**Written request:**
Please repeat the data from the line with "of the bahamas" through the end of the data, both ends included, adding 26 to every x and y coordinate in the answers and leaving all other lines unchanged.
-------------------------
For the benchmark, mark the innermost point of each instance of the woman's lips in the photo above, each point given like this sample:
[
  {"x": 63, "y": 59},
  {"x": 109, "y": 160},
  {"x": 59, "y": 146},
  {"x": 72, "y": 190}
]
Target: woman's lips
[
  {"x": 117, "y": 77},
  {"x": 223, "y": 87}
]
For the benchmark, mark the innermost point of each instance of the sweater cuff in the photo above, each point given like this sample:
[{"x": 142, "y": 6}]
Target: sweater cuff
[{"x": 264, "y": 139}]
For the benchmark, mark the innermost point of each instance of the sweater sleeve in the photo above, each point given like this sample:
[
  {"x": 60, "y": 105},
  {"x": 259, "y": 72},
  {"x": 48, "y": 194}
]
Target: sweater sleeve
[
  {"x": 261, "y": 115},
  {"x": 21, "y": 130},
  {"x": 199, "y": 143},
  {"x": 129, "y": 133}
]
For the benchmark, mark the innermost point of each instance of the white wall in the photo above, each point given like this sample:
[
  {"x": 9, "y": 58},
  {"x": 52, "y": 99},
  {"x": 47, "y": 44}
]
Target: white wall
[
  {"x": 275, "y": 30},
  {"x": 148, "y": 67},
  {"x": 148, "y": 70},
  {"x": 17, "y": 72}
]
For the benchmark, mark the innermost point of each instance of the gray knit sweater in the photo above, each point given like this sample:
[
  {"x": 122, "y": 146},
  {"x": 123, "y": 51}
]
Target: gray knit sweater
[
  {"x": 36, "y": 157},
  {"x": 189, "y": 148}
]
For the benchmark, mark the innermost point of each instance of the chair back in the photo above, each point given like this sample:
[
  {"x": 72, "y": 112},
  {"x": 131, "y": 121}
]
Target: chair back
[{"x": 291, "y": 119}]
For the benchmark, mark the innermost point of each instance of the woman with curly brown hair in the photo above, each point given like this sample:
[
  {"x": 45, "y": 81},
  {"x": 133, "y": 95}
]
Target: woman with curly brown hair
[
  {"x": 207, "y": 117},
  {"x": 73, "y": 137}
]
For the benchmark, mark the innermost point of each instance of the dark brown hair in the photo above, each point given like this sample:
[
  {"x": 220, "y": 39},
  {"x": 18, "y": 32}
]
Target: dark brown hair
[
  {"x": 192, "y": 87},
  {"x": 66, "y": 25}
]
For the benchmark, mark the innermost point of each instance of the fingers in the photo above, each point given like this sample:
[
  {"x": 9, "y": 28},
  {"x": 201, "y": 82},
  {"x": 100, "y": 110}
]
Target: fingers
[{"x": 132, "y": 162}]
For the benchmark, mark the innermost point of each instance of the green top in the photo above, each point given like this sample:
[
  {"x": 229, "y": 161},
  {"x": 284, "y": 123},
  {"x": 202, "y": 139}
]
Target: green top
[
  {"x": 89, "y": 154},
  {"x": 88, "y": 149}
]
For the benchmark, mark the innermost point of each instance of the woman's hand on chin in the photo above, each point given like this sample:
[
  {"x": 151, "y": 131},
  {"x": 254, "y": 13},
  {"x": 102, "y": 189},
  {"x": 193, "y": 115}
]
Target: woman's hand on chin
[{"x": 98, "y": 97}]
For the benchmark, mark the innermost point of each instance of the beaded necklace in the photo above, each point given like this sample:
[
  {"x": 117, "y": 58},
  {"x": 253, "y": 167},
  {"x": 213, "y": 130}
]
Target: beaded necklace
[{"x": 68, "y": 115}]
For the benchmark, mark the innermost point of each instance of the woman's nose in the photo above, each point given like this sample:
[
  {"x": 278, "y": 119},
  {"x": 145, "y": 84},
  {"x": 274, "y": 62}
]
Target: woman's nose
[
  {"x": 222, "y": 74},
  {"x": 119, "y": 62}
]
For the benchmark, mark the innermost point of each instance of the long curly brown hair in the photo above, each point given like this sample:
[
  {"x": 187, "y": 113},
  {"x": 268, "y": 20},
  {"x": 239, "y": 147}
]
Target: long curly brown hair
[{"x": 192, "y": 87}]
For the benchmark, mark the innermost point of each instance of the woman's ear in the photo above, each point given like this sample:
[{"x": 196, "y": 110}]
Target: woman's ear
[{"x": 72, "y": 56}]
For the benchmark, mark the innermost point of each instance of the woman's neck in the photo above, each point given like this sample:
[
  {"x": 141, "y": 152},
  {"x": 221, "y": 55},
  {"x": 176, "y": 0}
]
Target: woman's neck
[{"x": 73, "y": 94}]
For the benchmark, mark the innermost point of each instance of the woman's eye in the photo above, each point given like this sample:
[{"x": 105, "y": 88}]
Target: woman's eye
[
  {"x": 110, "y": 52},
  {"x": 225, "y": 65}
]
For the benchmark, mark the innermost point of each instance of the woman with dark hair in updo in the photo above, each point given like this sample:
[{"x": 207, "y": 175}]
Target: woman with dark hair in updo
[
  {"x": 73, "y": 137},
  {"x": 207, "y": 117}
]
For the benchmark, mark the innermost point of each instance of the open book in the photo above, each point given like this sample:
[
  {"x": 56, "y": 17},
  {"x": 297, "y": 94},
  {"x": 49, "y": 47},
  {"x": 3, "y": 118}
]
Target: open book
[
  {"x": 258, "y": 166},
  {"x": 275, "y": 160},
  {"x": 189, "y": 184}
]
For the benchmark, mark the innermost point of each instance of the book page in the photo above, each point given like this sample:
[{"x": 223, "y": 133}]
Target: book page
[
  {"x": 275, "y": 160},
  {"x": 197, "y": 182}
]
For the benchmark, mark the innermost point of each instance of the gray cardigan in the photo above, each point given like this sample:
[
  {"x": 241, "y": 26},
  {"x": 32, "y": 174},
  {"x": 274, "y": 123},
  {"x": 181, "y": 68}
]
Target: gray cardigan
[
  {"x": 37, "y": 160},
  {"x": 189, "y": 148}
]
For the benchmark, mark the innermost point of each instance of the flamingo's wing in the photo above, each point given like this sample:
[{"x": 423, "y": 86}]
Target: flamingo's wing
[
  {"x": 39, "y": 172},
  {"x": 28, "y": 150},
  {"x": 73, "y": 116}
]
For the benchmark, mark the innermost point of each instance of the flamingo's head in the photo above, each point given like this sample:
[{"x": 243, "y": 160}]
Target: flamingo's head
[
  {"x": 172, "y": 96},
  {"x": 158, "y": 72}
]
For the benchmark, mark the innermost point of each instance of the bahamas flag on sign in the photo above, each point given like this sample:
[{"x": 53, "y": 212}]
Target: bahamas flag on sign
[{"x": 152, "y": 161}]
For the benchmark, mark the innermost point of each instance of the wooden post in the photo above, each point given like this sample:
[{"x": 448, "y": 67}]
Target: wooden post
-------------------------
**Task response:**
For the benchmark, mark the innermost point of each instance of the bahamas flag on sign in the photo above, each point given like this sample:
[{"x": 53, "y": 212}]
Target: bahamas flag on sign
[{"x": 178, "y": 187}]
For the benchmark, mark the innermost point of each instance of the wooden post in the photo above, each point given like this sample:
[{"x": 448, "y": 67}]
Target: wooden post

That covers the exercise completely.